--- begin Records provided ---
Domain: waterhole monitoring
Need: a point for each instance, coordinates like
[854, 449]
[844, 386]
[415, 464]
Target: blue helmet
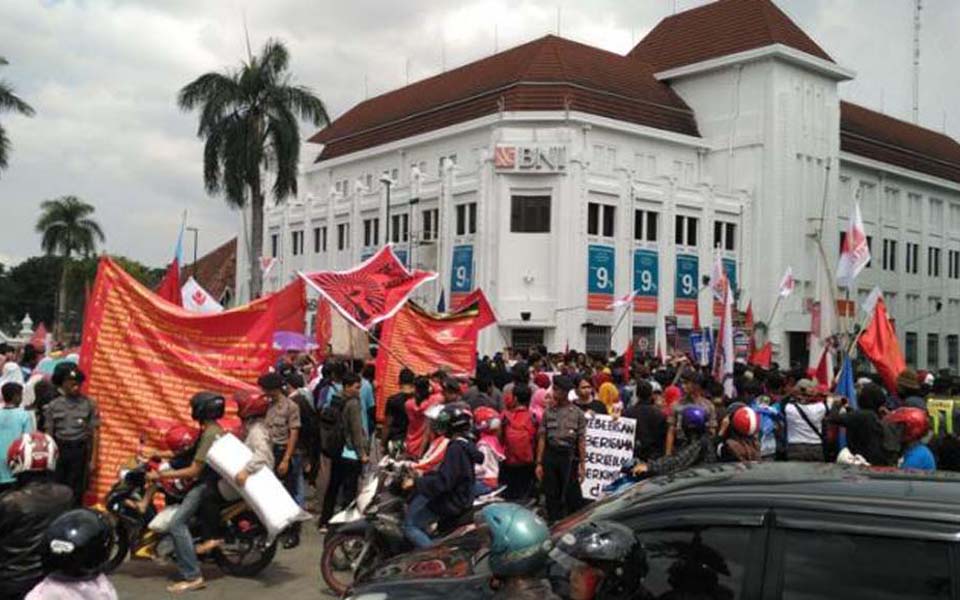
[693, 419]
[520, 540]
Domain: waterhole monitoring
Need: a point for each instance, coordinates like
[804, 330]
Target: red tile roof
[719, 29]
[883, 138]
[550, 73]
[215, 271]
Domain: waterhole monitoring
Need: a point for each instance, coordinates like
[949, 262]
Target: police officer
[72, 420]
[561, 452]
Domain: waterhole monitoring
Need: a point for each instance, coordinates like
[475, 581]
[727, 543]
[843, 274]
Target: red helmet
[251, 405]
[486, 418]
[32, 452]
[913, 422]
[180, 437]
[745, 421]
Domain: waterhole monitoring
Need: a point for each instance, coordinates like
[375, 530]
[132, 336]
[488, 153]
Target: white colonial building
[557, 177]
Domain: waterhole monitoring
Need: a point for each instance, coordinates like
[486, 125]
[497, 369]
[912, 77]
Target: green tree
[67, 229]
[249, 119]
[9, 102]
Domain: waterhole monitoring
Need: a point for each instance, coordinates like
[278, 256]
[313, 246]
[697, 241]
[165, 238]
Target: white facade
[767, 163]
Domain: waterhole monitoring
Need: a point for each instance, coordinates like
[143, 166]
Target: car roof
[817, 486]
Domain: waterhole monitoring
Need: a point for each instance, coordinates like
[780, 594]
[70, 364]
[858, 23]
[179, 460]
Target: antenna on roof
[916, 60]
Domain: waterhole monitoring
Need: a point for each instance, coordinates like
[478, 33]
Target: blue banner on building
[601, 263]
[646, 280]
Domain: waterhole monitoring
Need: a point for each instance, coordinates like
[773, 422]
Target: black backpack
[331, 428]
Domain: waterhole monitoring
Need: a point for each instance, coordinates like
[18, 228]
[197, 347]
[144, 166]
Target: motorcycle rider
[206, 408]
[446, 492]
[599, 559]
[76, 546]
[27, 510]
[519, 544]
[698, 447]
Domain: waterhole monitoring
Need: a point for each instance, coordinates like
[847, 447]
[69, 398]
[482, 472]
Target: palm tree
[9, 101]
[249, 118]
[67, 229]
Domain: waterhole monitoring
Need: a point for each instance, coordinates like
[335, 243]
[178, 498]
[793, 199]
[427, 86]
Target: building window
[645, 225]
[725, 235]
[933, 262]
[530, 214]
[686, 232]
[296, 239]
[889, 255]
[343, 236]
[933, 351]
[910, 348]
[953, 353]
[913, 258]
[431, 224]
[467, 218]
[371, 232]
--- end Records provided ---
• [Aim]
Without the pictures, repeat all the records word for word.

• [Response below]
Domain: waterhole monitoring
Need: a point for each instance, coordinates like
[854, 449]
[844, 386]
[415, 464]
Target: blue helmet
[693, 419]
[520, 540]
Domain: waterhole monitoring
Need: a point for each instance, coordinates like
[804, 330]
Target: red tile roof
[719, 29]
[883, 138]
[550, 73]
[215, 271]
Domain: waterhole monitoring
Need: a point for each instance, coordinates like
[949, 262]
Target: police officer
[72, 420]
[561, 452]
Domain: waterhole monitoring
Need: a point for each instance, coordinates like
[475, 581]
[727, 543]
[843, 274]
Target: red helmet
[251, 405]
[486, 418]
[32, 452]
[913, 422]
[180, 437]
[745, 421]
Domain: waterhole monitoring
Need: a point for each instance, coordinates like
[375, 530]
[132, 336]
[488, 153]
Target: white colonial building
[557, 177]
Domain: waterhole monitoring
Need: a point for each instance, coordinates like
[486, 125]
[497, 369]
[912, 77]
Target: green tree
[67, 229]
[249, 119]
[9, 102]
Domain: waterhole monitoring
Need: a point for each instance, coordinates like
[278, 256]
[313, 246]
[697, 241]
[165, 238]
Target: white facade
[767, 163]
Domain: waterhole monitoring
Need: a point for each instance, coordinates like
[143, 166]
Target: car roof
[817, 486]
Domain: waterhole monitoring
Need: a point for each instance, coordinates like
[780, 594]
[70, 364]
[858, 23]
[179, 460]
Target: antenna on roof
[916, 60]
Domain: waterhole monitoring
Need: a point for each instance, coordinates like
[478, 33]
Target: blue banner on building
[601, 263]
[646, 280]
Domain: waterhole monitoring
Need: a point for each instance, coordinates like
[773, 422]
Target: black backpack
[331, 428]
Domain: waterhole monitoring
Need: a point for each instance, coordinates like
[18, 228]
[197, 347]
[144, 166]
Target: motorcycle rider
[206, 408]
[446, 492]
[599, 559]
[76, 546]
[27, 510]
[519, 544]
[698, 447]
Domain: waterhole monitoring
Need: a point for each instance, coordinates like
[847, 447]
[69, 398]
[482, 472]
Target: palm tree
[9, 101]
[249, 118]
[67, 229]
Domain: waterhole monitoring
Need: a point for each instance, coordinates like
[335, 243]
[178, 498]
[793, 199]
[427, 86]
Target: building window
[645, 225]
[725, 235]
[933, 262]
[530, 214]
[686, 232]
[296, 239]
[889, 255]
[343, 236]
[933, 351]
[910, 348]
[953, 353]
[913, 258]
[431, 224]
[467, 218]
[371, 232]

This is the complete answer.